## Task statement
Filter the items below, keeping only the lines that contain the word "Query", and copy those lines out in their original order.

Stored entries
⁂
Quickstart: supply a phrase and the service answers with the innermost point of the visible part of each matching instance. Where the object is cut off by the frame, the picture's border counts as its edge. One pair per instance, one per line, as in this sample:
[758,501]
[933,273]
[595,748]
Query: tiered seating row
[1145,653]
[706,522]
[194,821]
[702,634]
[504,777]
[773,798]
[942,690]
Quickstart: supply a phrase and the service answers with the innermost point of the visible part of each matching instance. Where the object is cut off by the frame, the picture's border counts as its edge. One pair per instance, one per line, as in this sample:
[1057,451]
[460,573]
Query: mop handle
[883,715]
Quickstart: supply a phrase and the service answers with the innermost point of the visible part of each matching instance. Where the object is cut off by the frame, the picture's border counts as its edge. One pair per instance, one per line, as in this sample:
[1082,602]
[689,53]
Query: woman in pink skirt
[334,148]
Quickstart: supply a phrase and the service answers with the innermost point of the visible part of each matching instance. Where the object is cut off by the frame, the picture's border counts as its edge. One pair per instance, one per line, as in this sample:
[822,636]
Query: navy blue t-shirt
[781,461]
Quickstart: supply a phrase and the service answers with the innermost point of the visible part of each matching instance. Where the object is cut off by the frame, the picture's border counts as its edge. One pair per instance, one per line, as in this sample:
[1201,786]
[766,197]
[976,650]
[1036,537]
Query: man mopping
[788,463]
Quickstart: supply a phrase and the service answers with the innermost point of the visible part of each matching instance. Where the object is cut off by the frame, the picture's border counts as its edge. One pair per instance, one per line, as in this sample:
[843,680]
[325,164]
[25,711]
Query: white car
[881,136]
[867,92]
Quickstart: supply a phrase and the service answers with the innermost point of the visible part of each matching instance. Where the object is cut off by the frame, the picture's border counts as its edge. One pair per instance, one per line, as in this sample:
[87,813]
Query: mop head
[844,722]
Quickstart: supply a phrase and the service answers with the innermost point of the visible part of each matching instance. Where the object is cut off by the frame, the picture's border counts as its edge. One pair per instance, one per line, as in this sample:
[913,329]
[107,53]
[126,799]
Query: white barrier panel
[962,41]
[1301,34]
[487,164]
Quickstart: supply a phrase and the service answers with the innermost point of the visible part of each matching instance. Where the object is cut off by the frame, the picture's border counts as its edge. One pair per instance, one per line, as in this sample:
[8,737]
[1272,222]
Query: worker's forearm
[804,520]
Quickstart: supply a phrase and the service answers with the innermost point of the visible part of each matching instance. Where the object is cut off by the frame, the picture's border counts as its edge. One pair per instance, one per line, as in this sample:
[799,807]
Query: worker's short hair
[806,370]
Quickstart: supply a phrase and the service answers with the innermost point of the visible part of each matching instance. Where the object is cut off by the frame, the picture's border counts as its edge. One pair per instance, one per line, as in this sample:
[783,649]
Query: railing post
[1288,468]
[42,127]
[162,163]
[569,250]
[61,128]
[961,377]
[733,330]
⁂
## The reply
Query: tiered seating row
Query: mop handle
Query: woman in pink skirt
Query: navy blue t-shirt
Query: man mopping
Query: white car
Query: mop head
Query: white barrier panel
Query: worker's forearm
Query: worker's short hair
Query: railing post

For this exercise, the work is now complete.